(Your goal) Reproduce every entry exactly as given.

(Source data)
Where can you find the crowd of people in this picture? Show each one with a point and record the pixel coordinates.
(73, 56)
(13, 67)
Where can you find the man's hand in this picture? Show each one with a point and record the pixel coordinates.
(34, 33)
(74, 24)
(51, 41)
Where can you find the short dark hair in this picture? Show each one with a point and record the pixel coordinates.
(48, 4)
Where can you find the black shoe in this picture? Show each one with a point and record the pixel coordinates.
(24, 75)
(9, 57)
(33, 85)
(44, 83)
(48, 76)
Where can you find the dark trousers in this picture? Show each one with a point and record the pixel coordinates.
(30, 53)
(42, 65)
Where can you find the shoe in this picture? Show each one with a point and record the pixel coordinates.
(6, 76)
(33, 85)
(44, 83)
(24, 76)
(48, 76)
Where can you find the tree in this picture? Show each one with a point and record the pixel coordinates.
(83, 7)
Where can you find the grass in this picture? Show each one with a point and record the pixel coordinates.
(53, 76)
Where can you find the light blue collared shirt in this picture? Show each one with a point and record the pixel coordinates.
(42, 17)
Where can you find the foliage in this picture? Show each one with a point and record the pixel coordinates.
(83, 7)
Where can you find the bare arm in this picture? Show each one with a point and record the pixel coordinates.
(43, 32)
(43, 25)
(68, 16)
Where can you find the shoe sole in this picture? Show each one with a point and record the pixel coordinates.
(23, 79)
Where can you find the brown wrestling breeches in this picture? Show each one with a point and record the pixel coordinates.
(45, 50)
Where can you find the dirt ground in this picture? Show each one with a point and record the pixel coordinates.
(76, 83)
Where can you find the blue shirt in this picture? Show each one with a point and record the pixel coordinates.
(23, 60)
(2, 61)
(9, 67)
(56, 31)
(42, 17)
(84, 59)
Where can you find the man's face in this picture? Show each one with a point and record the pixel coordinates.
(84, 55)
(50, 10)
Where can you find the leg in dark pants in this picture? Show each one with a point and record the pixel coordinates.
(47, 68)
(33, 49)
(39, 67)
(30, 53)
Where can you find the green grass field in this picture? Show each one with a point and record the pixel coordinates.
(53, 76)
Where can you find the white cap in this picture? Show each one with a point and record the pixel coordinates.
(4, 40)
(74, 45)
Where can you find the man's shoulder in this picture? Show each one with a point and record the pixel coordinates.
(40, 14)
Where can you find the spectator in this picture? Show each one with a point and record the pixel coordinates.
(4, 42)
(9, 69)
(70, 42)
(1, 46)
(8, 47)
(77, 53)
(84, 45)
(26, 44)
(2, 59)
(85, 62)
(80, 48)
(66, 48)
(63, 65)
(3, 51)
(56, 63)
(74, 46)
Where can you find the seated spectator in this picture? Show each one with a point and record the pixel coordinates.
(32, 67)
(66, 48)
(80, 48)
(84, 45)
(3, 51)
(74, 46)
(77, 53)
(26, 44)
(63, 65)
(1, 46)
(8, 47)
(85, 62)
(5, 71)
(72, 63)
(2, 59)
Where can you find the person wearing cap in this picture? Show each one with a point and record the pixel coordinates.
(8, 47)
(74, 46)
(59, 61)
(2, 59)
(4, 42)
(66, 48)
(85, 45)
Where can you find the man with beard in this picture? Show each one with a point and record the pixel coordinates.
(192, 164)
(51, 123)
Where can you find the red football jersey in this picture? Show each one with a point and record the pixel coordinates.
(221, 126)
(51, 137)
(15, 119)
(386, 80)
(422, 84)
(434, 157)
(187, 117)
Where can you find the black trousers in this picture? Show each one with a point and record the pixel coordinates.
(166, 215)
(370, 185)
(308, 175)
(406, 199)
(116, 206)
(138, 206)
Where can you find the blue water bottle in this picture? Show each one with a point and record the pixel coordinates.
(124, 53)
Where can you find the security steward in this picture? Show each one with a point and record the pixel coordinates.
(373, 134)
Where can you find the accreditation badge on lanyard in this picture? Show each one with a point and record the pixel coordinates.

(Task answer)
Where can you find the crowd of people in this picture? Show each one with a point and record the pixel coordinates.
(73, 56)
(13, 67)
Where can you find the man's hand in this picture? Show each one with a point and record the pixel coordinates.
(34, 33)
(74, 24)
(51, 41)
Where can you find the short dark hair in this picture? Show each one with a point and record the pixel coordinates.
(48, 4)
Where can you find the black shoe in this picture? Show each one with a point and record the pixel coordinates.
(24, 75)
(9, 57)
(33, 85)
(44, 83)
(48, 76)
Where can you find the dark trousers in this picture? Show each one with a point and record the pixel coordinates.
(30, 53)
(42, 65)
Where can you find the shoe in this picture? Show each one with a point and record the pixel coordinates.
(6, 76)
(33, 85)
(44, 83)
(24, 76)
(48, 76)
Where can you find the tree in this picture? Show each one with a point and record the pixel coordinates.
(83, 7)
Where can you find the grass in this picture? Show each one with a point and record the pixel coordinates.
(53, 76)
Where can you find the light blue collared shirt in this picture? Show each one with a point and record the pixel coordinates.
(42, 17)
Where can you find the foliage in this picture? Show each one with a point and record the pixel coordinates.
(83, 7)
Where can you find the bare arm in this picture? Show each one with a point and record the pixel coordinates.
(43, 32)
(43, 25)
(68, 16)
Where can you find the shoe sole in this picture? Show each one with a point and record the pixel coordinates.
(23, 79)
Where can you find the brown wrestling breeches in this picture? Show each one with a point and record the pixel coordinates.
(45, 50)
Where can you find the dirt ground in this picture? Show each one with a point and record the pixel coordinates.
(76, 83)
Where can you find the blue shirt in this picture? Show each one with a point and record the pixel coordinates.
(23, 60)
(2, 61)
(9, 67)
(56, 31)
(42, 17)
(84, 59)
Where can you find the man's face in this picture? Show each one with a point and record the pixel coordinates.
(84, 55)
(50, 10)
Where can you find the leg in dark pants in this picture? Show each one with a point and record the pixel coordinates.
(47, 68)
(33, 49)
(39, 67)
(30, 53)
Where can you find the green grass field in this picture? Show each one with a point and record the pixel coordinates.
(53, 76)
Where can you find the white cap in this picture? Show each one with a point and record the pixel coordinates.
(4, 40)
(74, 45)
Where can you find the man's shoulder in this picture? Show each one with a point and record the pixel coordinates.
(40, 14)
Where can you find the spectator in this picture? Show each one with a point and record the pixel coordinates.
(4, 42)
(9, 69)
(70, 42)
(1, 46)
(8, 47)
(77, 53)
(84, 45)
(26, 44)
(2, 59)
(85, 62)
(80, 48)
(66, 48)
(63, 65)
(3, 51)
(56, 63)
(74, 46)
Where can you find the seated spectator in this picture? Show each one with a point and record the pixel coordinates.
(32, 67)
(66, 48)
(80, 48)
(84, 45)
(3, 51)
(74, 46)
(77, 53)
(26, 44)
(63, 65)
(1, 46)
(8, 47)
(85, 62)
(5, 71)
(72, 63)
(2, 59)
Where can you find the person wearing cap in this picture? Show each one with a point and record the pixel coordinates.
(8, 47)
(74, 46)
(59, 61)
(2, 59)
(4, 42)
(66, 48)
(85, 45)
Where can you find the man with beard in this picture? Show each one with a point and record the pixel coordinates.
(192, 164)
(51, 123)
Where can you find the red football jersey in this picture? Show each one with a point and record the pixel coordinates.
(221, 126)
(51, 137)
(15, 119)
(386, 80)
(422, 84)
(434, 157)
(187, 117)
Where can you find the black trousers in this picture? Show each one with a point and record the pixel coordinates.
(166, 215)
(370, 185)
(308, 175)
(406, 199)
(116, 206)
(138, 206)
Where can you find the blue water bottle in this picture? Show each one with a point and record the pixel coordinates.
(124, 53)
Where can you find the security steward in this picture? Show each one with a point and record the pixel coordinates.
(373, 134)
Where can you find the accreditation badge on lanyard in this picture? Show each one with a point and record the pixel coordinates.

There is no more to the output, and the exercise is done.